** Selected extract **
┄┄┄┄┄┄┄┄┄┄

How to vote

Local government elections across New Zealand are running from late September to early October. Most people over the age of 18 are entitled to vote in these elections. 

You vote by post 

You vote in your local elections by filling out voting papers sent to you in the mail. You can expect voting papers in the mail between 20 and 25 September, provided you’re enrolled and your details are up to date.

If you didn’t receive an enrolment update pack in the mail from the Electoral Commission by 8 July 2019, it means you’re not enrolled to vote or your details are not up to date. To enrol to vote at the Electoral Commission website, click here

If you enrol to vote after 16 August, you won’t get your voting papers sent to you in the mail. You can still vote, though. You’ll just have to request special voting papers from your local council’s electoral officer. Local Government New Zealand keeps a list of electoral officers on its website. To contact an electoral officer, click here.

Different elections have different voting systems

Most elections use the First Past the Post (FPP) voting system. Under FPP, you vote by putting a tick next to the name of the candidate you are voting for. The candidate with the most votes wins. 

The elections for all district health boards, and some councils, use the Single Transferable Vote (STV) system. Under STV, you vote by ranking the candidates in order of preference by putting a number next to their name. “1” for your favourite, and so on. You can rank as many or as few candidates as you like. To find out more about how STV works, click here.

Your voting papers will include instructions on how to vote in your local elections.

┄┄┄┄┄┄┄┄┄┄

** Provided material **
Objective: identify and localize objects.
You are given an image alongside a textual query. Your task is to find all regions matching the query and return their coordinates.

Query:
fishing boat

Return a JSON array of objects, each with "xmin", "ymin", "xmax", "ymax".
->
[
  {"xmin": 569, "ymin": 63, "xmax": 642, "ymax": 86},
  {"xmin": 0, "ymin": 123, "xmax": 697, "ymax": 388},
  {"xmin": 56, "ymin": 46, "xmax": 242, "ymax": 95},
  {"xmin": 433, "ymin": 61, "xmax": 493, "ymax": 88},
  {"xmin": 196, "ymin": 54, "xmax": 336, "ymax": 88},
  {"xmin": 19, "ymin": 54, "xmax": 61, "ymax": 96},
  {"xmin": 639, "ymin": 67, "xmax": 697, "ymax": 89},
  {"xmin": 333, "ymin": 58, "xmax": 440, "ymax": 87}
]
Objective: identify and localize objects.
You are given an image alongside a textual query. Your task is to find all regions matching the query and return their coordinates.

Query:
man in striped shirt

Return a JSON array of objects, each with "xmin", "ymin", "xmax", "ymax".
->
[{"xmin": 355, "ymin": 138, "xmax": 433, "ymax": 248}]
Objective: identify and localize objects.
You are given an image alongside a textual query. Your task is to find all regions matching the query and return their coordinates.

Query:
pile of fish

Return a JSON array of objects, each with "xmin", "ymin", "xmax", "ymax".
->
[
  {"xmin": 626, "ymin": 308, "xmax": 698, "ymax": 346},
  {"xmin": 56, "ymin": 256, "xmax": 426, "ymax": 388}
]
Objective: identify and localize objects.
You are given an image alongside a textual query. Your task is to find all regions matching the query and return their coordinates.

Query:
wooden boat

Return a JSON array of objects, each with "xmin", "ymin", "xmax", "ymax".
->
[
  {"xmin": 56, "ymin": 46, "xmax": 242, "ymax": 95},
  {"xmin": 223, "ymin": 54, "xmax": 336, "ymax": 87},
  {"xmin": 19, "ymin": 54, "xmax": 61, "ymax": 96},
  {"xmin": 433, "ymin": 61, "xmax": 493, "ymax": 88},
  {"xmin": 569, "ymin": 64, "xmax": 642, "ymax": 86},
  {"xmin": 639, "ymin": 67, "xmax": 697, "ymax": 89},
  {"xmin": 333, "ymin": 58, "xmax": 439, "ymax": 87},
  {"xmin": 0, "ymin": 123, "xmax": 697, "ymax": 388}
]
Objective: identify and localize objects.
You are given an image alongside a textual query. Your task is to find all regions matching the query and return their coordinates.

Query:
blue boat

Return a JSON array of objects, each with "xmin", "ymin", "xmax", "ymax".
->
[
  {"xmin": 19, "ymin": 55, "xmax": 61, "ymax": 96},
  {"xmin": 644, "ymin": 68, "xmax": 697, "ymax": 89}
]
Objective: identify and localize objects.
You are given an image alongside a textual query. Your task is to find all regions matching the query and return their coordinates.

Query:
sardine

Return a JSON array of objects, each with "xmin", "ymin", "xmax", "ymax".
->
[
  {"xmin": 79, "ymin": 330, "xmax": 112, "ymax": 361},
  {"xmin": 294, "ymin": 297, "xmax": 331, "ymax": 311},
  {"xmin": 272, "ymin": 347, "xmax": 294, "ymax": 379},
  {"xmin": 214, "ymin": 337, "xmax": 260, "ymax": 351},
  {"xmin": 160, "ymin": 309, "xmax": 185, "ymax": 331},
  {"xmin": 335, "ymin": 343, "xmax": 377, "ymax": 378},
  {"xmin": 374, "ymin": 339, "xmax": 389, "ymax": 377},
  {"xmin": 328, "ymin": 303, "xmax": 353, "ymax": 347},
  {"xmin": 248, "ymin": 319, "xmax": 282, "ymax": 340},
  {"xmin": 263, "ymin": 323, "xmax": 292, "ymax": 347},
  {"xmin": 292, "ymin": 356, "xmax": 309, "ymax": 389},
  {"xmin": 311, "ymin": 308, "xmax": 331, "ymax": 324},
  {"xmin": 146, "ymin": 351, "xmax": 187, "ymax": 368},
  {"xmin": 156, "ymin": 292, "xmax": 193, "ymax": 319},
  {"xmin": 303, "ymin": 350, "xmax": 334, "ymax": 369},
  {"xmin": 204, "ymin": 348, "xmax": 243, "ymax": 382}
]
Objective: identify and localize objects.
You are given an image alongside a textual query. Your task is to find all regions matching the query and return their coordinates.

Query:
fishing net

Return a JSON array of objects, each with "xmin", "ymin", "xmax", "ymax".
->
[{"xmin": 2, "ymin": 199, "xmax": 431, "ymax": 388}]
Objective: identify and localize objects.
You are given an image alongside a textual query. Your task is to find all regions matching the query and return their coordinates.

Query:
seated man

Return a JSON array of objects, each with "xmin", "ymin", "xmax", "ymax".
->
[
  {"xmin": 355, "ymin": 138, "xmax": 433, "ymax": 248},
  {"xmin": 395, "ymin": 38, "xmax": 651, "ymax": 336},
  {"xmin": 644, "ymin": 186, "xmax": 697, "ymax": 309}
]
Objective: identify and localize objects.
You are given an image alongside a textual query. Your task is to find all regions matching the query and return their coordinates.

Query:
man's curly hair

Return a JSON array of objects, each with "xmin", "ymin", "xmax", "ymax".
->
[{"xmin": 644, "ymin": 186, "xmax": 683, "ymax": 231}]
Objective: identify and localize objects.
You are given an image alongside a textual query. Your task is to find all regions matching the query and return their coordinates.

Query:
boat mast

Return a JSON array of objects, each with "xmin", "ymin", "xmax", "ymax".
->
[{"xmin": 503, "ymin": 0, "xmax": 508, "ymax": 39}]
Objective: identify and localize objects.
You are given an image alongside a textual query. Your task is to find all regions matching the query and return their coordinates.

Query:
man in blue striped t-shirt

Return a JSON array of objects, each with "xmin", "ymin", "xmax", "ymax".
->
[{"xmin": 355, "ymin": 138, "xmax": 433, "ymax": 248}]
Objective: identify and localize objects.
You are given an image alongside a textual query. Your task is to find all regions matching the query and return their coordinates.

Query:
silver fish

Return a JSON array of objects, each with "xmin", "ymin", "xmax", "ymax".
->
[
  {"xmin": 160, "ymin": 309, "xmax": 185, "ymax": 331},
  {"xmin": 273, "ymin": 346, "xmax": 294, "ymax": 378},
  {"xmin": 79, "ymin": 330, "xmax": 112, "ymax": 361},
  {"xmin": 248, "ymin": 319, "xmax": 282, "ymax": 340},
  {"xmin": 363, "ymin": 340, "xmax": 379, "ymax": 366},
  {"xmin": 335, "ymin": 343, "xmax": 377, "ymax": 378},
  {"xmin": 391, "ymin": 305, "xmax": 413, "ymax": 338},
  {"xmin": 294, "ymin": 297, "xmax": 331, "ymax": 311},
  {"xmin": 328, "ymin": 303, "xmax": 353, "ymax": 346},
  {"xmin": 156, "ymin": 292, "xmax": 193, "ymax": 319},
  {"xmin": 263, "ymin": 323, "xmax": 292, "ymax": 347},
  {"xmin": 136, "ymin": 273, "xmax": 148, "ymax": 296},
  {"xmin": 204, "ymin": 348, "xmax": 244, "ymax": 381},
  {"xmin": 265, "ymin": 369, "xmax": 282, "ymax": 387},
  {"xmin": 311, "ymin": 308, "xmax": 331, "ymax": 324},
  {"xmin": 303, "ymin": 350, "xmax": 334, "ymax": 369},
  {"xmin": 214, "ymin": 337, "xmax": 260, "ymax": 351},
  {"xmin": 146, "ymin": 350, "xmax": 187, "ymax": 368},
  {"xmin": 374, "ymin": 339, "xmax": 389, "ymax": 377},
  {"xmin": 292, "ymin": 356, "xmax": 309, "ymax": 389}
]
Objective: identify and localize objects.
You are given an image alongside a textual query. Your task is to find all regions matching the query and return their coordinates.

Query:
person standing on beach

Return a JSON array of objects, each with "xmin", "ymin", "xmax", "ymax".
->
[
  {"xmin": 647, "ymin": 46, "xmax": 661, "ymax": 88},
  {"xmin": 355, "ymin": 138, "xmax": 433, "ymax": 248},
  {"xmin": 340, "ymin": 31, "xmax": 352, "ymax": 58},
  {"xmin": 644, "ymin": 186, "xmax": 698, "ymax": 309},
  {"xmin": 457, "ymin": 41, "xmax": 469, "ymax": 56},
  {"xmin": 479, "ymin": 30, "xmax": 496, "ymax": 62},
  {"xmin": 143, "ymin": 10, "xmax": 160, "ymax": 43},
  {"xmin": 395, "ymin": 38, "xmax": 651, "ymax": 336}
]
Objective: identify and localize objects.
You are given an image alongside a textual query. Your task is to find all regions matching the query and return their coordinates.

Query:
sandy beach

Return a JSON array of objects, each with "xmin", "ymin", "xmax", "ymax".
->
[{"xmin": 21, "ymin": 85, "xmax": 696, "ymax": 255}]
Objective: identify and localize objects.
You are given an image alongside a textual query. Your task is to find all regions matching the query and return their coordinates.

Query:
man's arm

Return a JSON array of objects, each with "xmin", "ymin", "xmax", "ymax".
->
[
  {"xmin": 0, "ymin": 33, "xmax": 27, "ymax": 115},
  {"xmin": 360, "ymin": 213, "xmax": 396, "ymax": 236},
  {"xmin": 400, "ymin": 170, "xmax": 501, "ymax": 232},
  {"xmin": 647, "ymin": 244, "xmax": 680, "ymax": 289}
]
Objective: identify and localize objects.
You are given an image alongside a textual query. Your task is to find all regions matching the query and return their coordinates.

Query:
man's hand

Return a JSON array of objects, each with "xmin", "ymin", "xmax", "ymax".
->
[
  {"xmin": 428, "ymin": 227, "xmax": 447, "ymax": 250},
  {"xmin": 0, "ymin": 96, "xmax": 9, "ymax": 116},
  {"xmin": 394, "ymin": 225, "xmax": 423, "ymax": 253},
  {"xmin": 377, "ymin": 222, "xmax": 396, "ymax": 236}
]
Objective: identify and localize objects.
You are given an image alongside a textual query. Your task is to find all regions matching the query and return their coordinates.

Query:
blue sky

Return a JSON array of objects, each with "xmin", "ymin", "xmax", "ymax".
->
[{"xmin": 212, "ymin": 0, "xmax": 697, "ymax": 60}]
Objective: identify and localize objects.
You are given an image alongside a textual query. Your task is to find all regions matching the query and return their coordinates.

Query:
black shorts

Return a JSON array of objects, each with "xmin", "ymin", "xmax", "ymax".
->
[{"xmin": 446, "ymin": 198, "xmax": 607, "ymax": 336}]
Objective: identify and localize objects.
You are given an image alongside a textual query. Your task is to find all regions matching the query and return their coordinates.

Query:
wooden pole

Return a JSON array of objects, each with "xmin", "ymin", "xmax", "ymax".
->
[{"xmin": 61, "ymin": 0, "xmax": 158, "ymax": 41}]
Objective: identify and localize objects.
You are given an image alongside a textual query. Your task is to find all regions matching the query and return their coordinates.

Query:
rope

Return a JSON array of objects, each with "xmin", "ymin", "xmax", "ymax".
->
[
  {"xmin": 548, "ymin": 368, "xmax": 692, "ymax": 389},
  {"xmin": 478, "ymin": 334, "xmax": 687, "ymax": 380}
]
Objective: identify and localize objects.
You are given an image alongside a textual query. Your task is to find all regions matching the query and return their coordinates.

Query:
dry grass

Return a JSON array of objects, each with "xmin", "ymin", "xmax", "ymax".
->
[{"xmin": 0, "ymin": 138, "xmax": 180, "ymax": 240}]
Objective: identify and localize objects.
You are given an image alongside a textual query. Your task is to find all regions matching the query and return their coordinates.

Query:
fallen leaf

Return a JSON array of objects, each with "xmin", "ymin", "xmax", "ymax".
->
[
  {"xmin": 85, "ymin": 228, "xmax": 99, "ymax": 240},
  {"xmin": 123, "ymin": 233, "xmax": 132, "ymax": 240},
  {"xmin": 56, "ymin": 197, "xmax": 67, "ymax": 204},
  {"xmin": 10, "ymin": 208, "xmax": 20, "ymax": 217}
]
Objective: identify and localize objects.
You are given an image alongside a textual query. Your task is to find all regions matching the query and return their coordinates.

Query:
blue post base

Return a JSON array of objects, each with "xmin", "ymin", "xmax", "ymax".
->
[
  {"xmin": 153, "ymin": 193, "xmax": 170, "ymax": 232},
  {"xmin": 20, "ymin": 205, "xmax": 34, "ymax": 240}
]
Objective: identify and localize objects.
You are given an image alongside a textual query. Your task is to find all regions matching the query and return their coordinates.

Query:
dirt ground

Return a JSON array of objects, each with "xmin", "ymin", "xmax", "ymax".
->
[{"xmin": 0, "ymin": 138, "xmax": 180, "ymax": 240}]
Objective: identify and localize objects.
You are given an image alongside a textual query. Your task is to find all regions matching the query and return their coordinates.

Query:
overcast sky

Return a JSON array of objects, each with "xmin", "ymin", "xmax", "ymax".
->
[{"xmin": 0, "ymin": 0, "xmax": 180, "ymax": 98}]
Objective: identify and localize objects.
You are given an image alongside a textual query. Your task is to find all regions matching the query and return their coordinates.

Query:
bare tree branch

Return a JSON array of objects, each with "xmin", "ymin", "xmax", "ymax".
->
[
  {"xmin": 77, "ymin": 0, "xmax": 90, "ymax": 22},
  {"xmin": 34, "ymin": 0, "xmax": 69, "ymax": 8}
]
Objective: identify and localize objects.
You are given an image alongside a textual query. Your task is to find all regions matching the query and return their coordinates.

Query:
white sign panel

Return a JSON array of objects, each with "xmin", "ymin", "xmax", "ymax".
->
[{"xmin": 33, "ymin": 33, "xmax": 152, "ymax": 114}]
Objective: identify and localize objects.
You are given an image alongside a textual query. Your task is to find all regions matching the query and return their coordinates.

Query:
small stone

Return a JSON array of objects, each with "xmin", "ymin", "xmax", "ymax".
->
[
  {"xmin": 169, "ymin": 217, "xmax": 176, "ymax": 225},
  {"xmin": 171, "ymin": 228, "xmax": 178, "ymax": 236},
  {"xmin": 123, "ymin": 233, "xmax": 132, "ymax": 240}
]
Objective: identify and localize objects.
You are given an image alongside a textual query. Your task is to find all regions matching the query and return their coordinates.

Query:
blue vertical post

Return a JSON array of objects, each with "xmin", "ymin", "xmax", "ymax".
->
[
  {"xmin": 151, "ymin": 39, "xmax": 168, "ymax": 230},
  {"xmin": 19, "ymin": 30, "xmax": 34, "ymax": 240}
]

┄┄┄┄┄┄┄┄┄┄

** Explore the material **
• A. Translate this sentence from the guide on voting in New Zealand local elections into Spanish: "You can rank as many or as few candidates as you like."
• B. From the guide on voting in New Zealand local elections, output the passage from "If you enrol" up to and including "most votes wins.", unchanged.

** Results of the exercise **
• A. Puede clasificar a tantos o tan pocos candidatos como desee.

• B.
If you enrol to vote after 16 August, you won’t get your voting papers sent to you in the mail. You can still vote, though. You’ll just have to request special voting papers from your local council’s electoral officer. Local Government New Zealand keeps a list of electoral officers on its website. To contact an electoral officer, click here.

Different elections have different voting systems

Most elections use the First Past the Post (FPP) voting system. Under FPP, you vote by putting a tick next to the name of the candidate you are voting for. The candidate with the most votes wins.